### [WORK TO BE COMPLETED]
Reproduce the data from its first line through the line that contains "47), (81, 30)]", requests included, but raise every coordinate in the answer outlines by 59 and leave the coordinates in the requests and their samples unchanged. Omit the pictures.

Recorded data

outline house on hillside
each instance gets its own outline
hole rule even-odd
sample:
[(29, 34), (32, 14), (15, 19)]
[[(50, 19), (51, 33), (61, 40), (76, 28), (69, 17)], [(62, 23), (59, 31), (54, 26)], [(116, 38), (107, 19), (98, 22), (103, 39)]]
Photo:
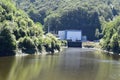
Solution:
[(61, 30), (58, 31), (59, 39), (67, 40), (68, 47), (82, 47), (81, 30)]

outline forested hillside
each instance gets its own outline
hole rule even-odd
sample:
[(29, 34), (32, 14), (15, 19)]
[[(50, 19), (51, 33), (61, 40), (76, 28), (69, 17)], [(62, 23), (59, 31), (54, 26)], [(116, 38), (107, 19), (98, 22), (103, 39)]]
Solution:
[(103, 35), (100, 41), (102, 48), (117, 54), (120, 53), (120, 17), (103, 24)]
[(59, 50), (60, 42), (52, 34), (43, 33), (42, 25), (34, 23), (11, 0), (0, 0), (0, 56)]
[[(81, 29), (88, 40), (102, 38), (101, 46), (120, 52), (120, 0), (14, 0), (44, 30), (57, 33)], [(117, 18), (118, 17), (118, 18)]]
[(101, 32), (101, 20), (110, 21), (120, 12), (119, 0), (14, 0), (45, 31), (81, 29), (88, 40)]

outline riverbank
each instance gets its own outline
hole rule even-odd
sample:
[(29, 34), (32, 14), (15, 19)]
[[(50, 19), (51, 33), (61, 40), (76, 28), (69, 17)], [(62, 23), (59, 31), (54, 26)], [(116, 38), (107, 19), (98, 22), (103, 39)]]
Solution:
[(119, 55), (120, 56), (120, 53), (114, 53), (114, 52), (111, 52), (111, 51), (103, 50), (101, 48), (101, 46), (99, 45), (99, 42), (87, 41), (87, 42), (83, 42), (82, 46), (84, 48), (92, 48), (92, 49), (95, 49), (95, 50), (103, 51), (105, 53), (109, 53), (111, 55)]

### [ANSWER FOR THE TASK]
outline house on hillside
each instance gets its own outline
hole rule even-odd
sample:
[(29, 34), (32, 14), (15, 19)]
[[(50, 19), (51, 33), (61, 40), (76, 28), (69, 17)], [(62, 23), (59, 31), (54, 26)], [(116, 38), (107, 19), (98, 22), (103, 39)]]
Photo:
Solution:
[(120, 89), (117, 90), (118, 98), (126, 99), (127, 106), (141, 106), (140, 89)]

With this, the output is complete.